Exercise instructions: Reproduce the following material word for word, from the first line to the last.

Provided records:
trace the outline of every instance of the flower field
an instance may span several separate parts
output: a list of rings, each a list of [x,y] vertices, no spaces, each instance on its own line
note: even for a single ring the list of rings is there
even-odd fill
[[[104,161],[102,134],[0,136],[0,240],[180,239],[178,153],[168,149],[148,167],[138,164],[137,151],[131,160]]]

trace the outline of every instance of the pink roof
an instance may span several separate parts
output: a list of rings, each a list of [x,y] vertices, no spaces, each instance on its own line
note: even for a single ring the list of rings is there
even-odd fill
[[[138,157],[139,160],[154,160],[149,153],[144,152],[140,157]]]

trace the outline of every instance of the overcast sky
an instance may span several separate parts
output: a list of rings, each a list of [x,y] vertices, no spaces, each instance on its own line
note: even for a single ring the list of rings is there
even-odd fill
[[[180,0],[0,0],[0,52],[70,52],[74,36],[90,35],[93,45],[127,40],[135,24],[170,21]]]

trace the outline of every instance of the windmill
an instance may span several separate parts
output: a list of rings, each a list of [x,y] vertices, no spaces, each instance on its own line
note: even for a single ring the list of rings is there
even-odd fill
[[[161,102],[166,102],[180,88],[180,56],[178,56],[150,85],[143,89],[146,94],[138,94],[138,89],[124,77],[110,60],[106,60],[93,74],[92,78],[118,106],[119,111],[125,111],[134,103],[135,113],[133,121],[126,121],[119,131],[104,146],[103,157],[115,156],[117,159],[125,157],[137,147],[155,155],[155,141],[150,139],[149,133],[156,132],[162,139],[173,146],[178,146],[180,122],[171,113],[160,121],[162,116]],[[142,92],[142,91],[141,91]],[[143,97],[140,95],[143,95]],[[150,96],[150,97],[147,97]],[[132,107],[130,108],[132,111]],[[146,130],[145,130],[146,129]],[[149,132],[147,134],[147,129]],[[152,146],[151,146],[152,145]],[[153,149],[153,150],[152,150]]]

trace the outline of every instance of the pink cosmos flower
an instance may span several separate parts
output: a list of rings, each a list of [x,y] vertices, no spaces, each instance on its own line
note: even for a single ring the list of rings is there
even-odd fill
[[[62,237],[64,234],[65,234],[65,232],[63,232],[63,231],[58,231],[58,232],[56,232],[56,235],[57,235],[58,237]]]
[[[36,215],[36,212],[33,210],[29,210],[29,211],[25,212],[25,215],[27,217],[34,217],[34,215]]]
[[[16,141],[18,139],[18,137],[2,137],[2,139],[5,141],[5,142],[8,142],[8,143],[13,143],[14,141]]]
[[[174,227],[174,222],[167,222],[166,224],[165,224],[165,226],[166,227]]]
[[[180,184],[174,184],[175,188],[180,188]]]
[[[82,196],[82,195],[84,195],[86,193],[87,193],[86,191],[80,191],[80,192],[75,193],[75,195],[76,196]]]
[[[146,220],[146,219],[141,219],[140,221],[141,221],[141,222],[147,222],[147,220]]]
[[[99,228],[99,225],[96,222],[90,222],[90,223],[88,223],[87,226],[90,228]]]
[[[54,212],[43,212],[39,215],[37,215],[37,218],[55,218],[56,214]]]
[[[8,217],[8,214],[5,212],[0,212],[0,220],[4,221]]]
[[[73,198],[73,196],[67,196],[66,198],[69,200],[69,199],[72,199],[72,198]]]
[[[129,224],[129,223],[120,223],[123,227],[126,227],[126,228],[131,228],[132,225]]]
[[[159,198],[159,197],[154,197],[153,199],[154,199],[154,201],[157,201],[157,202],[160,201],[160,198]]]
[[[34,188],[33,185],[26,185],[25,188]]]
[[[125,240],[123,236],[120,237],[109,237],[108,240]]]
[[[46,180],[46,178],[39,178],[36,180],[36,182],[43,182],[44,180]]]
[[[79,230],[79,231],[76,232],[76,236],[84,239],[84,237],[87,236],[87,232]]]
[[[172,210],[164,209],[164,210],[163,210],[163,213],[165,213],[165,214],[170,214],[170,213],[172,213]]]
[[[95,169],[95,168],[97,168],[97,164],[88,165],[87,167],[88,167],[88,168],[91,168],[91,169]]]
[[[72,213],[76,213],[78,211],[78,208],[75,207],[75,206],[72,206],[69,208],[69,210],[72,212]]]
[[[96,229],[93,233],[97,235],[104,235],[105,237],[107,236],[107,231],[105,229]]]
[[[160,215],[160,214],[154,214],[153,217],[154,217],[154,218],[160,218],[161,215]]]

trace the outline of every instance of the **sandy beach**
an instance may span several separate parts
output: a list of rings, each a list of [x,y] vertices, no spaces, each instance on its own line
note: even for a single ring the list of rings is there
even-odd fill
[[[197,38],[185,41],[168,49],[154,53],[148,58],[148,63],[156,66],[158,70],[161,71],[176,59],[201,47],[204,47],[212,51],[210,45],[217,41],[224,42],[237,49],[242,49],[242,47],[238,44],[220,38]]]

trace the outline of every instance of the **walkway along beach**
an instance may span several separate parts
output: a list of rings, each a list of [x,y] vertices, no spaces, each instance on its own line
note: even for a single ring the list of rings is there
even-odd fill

Solution to this exercise:
trace the outline of every instance of the flower field
an instance may span several separate parts
output: a list of rings, each a list of [x,y] vertices, no spaces, each instance on its own line
note: even for a single ring the list of rings is there
even-odd fill
[[[104,161],[102,134],[0,136],[0,240],[180,239],[178,153],[168,149],[148,167],[138,164],[137,151],[131,160]]]

trace the outline of every instance of the pink roof
an instance may span several separate parts
output: a list of rings, each a list of [x,y] vertices, no spaces, each instance on its own line
note: even for a single ring the list of rings is there
even-odd fill
[[[138,157],[139,160],[154,160],[149,153],[144,152],[140,157]]]

trace the outline of every instance of the overcast sky
an instance may span several separate parts
output: a list of rings, each a list of [x,y] vertices, no spaces, each instance on its own line
note: even for a single ring the list of rings is there
even-odd fill
[[[180,0],[0,0],[0,52],[70,52],[74,36],[90,35],[93,45],[127,40],[135,24],[170,21]]]

trace the outline of every instance of the windmill
an instance may span several separate parts
output: a list of rings, each a list of [x,y] vertices, no spaces, each instance on its own line
note: even for a single ring the list of rings is there
even-odd fill
[[[161,102],[166,102],[180,88],[180,56],[178,56],[150,85],[143,89],[146,94],[138,94],[138,89],[124,77],[110,60],[106,60],[93,74],[92,78],[118,106],[119,111],[125,111],[134,103],[135,113],[133,121],[126,121],[119,131],[104,146],[103,157],[115,156],[117,159],[125,157],[137,147],[155,155],[155,141],[150,139],[149,133],[156,132],[162,139],[173,146],[178,146],[180,122],[171,113],[160,121],[162,116]],[[142,92],[142,91],[141,91]],[[143,97],[140,95],[143,95]],[[150,96],[150,97],[147,97]],[[132,107],[130,108],[132,111]],[[146,130],[145,130],[146,129]],[[149,132],[147,134],[147,129]],[[152,146],[151,146],[152,145]],[[153,149],[153,150],[152,150]]]

trace the outline of every instance of the pink cosmos flower
an instance may span several separate parts
output: a list of rings, each a list of [x,y] vertices, no spaces, each instance on its own line
note: even for a single ring the list of rings is there
even-odd fill
[[[62,237],[64,234],[65,234],[65,232],[63,232],[63,231],[58,231],[58,232],[56,232],[56,235],[57,235],[58,237]]]
[[[36,215],[36,212],[33,210],[29,210],[29,211],[25,212],[25,215],[27,217],[34,217],[34,215]]]
[[[16,141],[18,139],[18,137],[2,137],[2,139],[5,141],[5,142],[8,142],[8,143],[13,143],[14,141]]]
[[[174,227],[174,222],[167,222],[166,224],[165,224],[165,226],[166,227]]]
[[[180,184],[174,184],[175,188],[180,188]]]
[[[82,196],[82,195],[84,195],[86,193],[87,193],[86,191],[80,191],[80,192],[75,193],[75,195],[76,196]]]
[[[146,220],[146,219],[141,219],[140,221],[141,221],[141,222],[147,222],[147,220]]]
[[[99,228],[99,225],[96,222],[90,222],[90,223],[88,223],[87,226],[90,228]]]
[[[54,212],[43,212],[39,215],[37,215],[37,218],[55,218],[56,214]]]
[[[8,217],[8,214],[5,212],[0,212],[0,220],[4,221]]]
[[[73,198],[73,196],[67,196],[66,198],[69,200],[69,199],[72,199],[72,198]]]
[[[129,224],[129,223],[120,223],[123,227],[126,227],[126,228],[131,228],[132,225]]]
[[[159,198],[159,197],[154,197],[153,199],[154,199],[154,201],[157,201],[157,202],[160,201],[160,198]]]
[[[34,188],[33,185],[26,185],[25,188]]]
[[[125,240],[123,236],[120,237],[109,237],[108,240]]]
[[[46,180],[46,178],[39,178],[36,180],[36,182],[43,182],[44,180]]]
[[[79,230],[79,231],[76,232],[76,236],[84,239],[84,237],[87,236],[87,232]]]
[[[172,210],[164,209],[164,210],[163,210],[163,213],[165,213],[165,214],[170,214],[170,213],[172,213]]]
[[[95,169],[95,168],[97,168],[97,164],[88,165],[87,167],[88,167],[88,168],[91,168],[91,169]]]
[[[72,213],[76,213],[78,211],[78,208],[75,207],[75,206],[72,206],[69,208],[69,210],[72,212]]]
[[[96,229],[93,233],[97,235],[104,235],[105,237],[107,236],[107,231],[105,229]]]
[[[160,215],[160,214],[154,214],[153,217],[154,217],[154,218],[160,218],[161,215]]]

trace the outline of every instance of the **sandy beach**
an instance may span several separate parts
output: a list of rings, each a list of [x,y] vertices, no spaces, each instance on its own line
note: even for a single ring the list of rings is there
even-odd fill
[[[197,38],[185,41],[168,49],[154,53],[148,58],[148,63],[156,66],[158,70],[161,71],[176,59],[201,47],[204,47],[212,51],[210,45],[217,41],[224,42],[237,49],[242,49],[242,47],[238,44],[220,38]]]

trace the outline of every instance of the **walkway along beach**
an instance may span several separate parts
output: a list of rings, each a list of [x,y] vertices, no spaces, each instance on its own line
note: even for a single ring the list of rings is there
even-odd fill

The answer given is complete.